**Exercise brief**
Show every line in the records below that contains the word "evergreen", copying each such line in full.

**Data in this exercise**
*-*-*

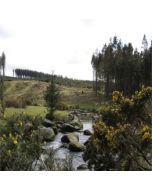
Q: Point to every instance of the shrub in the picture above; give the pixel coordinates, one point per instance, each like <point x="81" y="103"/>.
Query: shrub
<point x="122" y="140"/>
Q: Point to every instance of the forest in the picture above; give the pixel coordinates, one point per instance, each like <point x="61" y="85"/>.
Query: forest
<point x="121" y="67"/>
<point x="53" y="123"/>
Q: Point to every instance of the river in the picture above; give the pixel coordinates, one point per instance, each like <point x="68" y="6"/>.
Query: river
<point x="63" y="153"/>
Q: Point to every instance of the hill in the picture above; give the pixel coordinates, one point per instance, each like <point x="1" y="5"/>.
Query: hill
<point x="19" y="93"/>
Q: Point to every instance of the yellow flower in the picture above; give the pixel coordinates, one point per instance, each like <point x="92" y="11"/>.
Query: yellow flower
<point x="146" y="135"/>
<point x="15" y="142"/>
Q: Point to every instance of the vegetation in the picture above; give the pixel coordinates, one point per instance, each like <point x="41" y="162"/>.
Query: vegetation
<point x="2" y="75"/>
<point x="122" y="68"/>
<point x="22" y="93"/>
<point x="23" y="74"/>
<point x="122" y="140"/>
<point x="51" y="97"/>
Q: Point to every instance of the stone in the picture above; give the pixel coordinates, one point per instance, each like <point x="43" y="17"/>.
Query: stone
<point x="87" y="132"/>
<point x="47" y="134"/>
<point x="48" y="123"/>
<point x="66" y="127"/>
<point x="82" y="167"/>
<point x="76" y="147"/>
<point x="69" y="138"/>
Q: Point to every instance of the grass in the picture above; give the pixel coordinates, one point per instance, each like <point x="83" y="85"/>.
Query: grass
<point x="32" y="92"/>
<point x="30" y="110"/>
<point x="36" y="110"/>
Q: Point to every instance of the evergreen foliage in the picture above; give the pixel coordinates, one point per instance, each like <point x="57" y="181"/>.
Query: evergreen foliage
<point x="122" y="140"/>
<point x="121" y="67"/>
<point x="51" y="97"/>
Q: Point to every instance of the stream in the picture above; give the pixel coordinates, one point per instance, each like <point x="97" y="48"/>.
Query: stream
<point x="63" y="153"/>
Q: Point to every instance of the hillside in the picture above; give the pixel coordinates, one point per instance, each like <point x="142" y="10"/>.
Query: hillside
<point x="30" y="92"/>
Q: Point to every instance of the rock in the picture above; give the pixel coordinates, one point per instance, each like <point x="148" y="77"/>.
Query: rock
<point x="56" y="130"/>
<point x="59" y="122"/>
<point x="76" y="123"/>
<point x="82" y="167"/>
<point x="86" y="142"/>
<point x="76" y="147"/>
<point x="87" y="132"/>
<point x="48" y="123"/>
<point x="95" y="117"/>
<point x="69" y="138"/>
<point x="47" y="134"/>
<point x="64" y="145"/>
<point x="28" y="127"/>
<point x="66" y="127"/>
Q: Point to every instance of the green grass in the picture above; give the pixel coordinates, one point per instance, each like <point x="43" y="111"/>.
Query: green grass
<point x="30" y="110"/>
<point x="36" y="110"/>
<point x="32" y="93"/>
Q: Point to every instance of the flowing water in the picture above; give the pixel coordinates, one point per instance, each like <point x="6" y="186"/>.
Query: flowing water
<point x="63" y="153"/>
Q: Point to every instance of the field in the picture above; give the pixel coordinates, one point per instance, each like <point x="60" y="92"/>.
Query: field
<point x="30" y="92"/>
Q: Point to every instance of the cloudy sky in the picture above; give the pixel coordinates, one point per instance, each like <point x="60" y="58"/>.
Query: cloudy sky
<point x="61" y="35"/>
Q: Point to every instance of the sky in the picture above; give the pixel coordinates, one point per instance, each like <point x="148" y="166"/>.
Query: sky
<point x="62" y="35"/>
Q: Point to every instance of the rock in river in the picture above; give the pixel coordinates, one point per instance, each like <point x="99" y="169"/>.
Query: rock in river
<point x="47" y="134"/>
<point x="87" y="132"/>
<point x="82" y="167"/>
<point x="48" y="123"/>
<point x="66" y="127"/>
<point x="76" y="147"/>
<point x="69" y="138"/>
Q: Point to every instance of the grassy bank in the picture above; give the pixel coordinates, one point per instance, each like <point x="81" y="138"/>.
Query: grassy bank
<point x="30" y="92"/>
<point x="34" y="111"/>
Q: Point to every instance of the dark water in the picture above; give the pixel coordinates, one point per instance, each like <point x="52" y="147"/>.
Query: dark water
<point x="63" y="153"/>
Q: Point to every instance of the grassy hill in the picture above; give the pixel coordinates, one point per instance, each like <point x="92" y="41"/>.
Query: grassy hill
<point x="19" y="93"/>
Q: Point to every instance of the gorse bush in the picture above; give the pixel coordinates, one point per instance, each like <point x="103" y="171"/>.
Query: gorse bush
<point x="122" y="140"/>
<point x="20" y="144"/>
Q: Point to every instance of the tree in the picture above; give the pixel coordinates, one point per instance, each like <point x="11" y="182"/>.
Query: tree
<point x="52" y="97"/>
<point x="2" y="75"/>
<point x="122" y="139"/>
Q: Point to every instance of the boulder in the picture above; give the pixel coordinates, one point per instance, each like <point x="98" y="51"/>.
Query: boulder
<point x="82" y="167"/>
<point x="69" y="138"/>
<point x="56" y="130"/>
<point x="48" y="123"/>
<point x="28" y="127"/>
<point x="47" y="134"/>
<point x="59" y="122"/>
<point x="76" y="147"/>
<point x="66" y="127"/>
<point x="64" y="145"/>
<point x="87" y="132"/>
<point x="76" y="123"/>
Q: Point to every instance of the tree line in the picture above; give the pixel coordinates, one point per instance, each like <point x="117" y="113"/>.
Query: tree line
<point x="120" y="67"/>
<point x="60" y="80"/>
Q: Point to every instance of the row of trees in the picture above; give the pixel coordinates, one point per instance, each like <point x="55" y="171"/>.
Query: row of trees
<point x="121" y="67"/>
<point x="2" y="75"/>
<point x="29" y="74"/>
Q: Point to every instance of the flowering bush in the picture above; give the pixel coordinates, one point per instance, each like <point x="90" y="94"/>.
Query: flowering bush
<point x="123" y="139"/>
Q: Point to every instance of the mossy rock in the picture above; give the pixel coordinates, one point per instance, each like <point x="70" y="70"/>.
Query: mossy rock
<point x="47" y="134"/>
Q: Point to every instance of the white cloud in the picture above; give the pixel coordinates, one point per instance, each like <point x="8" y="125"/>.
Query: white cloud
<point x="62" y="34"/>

*-*-*

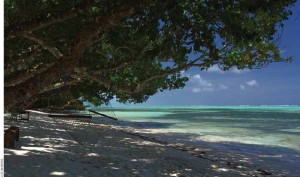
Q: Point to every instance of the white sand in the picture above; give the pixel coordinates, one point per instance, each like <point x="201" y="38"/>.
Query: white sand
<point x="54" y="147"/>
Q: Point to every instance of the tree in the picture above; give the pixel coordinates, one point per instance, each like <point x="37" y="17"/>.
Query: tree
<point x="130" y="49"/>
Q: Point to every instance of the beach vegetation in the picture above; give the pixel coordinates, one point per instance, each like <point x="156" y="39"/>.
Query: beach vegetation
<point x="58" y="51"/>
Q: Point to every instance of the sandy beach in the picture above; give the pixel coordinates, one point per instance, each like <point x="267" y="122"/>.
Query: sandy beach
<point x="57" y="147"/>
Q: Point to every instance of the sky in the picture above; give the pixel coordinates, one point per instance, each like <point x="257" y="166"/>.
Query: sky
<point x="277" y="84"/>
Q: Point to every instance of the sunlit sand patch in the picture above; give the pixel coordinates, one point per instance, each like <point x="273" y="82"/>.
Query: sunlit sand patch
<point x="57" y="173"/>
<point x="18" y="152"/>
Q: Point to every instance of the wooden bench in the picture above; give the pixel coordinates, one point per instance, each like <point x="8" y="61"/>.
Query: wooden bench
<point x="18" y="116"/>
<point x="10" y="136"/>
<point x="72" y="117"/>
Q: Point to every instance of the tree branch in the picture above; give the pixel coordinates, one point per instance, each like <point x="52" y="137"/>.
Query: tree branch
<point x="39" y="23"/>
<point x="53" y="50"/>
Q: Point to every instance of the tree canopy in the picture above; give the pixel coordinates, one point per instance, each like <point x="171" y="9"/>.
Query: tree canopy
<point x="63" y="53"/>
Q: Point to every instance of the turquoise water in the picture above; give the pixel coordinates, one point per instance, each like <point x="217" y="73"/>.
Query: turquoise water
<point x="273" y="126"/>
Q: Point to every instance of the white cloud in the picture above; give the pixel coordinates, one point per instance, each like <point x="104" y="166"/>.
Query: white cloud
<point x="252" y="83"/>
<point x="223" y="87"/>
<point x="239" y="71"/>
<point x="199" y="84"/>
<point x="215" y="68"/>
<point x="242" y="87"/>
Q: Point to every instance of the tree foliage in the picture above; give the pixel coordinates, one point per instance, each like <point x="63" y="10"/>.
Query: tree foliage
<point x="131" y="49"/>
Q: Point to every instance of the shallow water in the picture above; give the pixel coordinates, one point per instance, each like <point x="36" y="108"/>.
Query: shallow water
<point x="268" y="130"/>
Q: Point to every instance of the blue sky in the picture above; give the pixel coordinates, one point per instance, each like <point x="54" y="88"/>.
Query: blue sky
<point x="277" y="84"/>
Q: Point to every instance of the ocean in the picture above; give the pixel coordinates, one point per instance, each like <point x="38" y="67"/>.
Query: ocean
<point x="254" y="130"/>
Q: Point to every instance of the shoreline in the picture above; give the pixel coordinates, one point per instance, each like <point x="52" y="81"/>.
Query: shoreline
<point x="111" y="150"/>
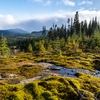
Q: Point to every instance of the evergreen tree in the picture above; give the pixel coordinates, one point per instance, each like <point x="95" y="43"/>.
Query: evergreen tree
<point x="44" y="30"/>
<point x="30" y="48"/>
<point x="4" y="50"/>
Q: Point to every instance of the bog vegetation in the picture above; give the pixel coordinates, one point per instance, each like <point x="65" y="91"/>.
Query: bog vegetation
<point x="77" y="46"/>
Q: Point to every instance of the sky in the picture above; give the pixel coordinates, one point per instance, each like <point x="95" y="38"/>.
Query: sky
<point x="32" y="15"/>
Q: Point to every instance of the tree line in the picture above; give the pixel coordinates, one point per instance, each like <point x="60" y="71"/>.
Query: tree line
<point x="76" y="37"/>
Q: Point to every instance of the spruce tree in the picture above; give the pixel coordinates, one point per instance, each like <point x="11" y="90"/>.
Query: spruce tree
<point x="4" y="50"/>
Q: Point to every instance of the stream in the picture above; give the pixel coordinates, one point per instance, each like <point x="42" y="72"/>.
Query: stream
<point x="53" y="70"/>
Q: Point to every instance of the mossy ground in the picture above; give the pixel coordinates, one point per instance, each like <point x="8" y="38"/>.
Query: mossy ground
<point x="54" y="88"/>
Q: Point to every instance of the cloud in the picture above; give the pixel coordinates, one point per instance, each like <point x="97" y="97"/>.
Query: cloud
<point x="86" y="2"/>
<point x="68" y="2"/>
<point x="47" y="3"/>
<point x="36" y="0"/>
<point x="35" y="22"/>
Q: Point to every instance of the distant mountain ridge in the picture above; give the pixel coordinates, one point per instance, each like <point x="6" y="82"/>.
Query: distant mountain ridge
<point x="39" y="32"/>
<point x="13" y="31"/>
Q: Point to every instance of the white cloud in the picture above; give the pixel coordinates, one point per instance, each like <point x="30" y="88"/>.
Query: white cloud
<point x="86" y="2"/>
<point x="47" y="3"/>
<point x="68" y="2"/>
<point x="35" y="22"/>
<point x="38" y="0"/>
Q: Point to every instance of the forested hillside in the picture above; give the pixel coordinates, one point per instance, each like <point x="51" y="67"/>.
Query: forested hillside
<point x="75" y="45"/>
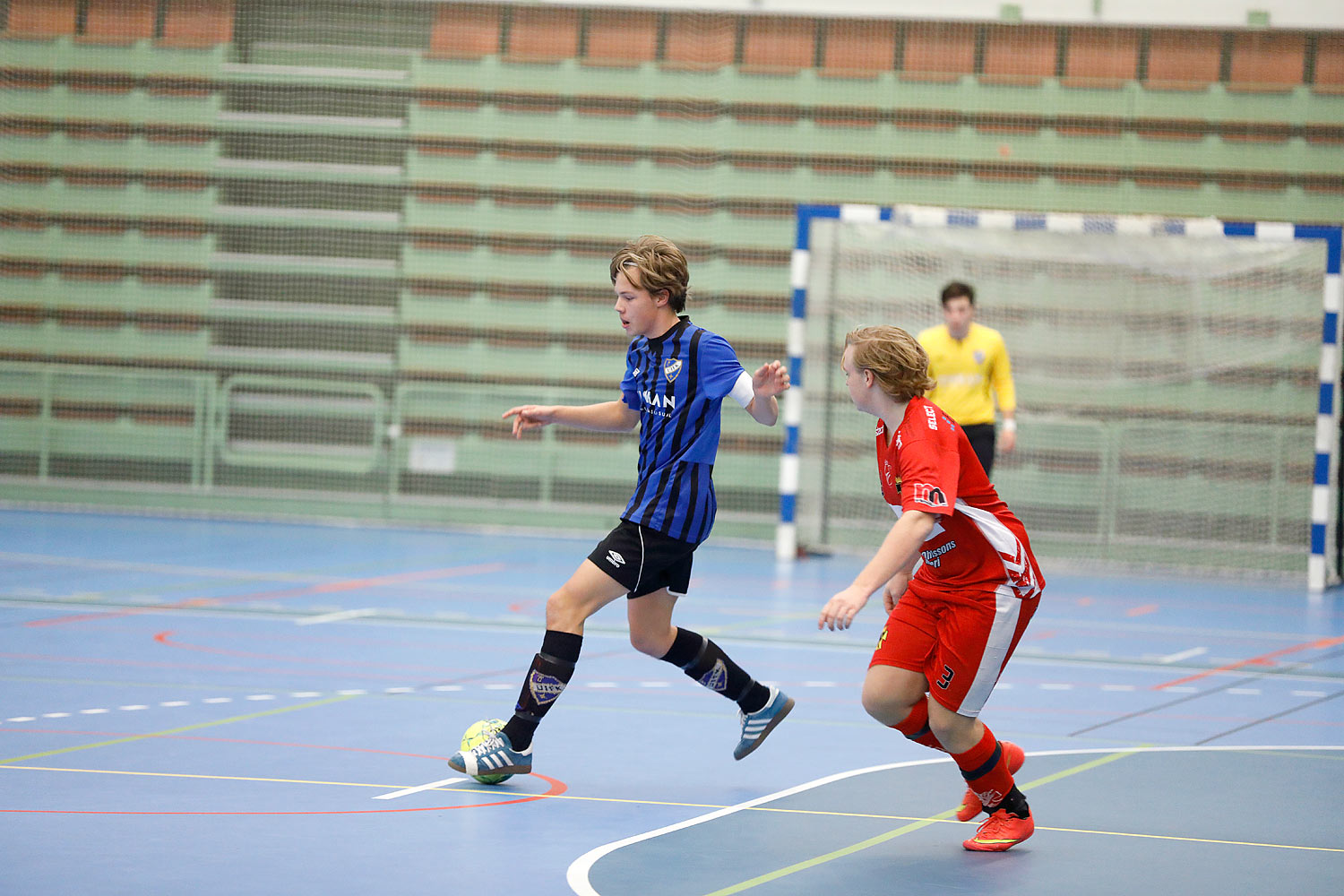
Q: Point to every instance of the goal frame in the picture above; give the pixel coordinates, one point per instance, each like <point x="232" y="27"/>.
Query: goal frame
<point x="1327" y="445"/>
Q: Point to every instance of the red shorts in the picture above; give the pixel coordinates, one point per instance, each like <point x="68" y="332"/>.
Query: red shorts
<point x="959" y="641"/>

*-*-*

**Answer**
Q: Point to every instance of the evergreen foliage in the picture above; give the pixel coordinates, one point per instance, each like <point x="57" y="181"/>.
Query: evergreen foliage
Q: Point to every instance of the evergreen tree in the picture above; give the pixel coordinates, one point per instance, each like <point x="95" y="43"/>.
Query: evergreen tree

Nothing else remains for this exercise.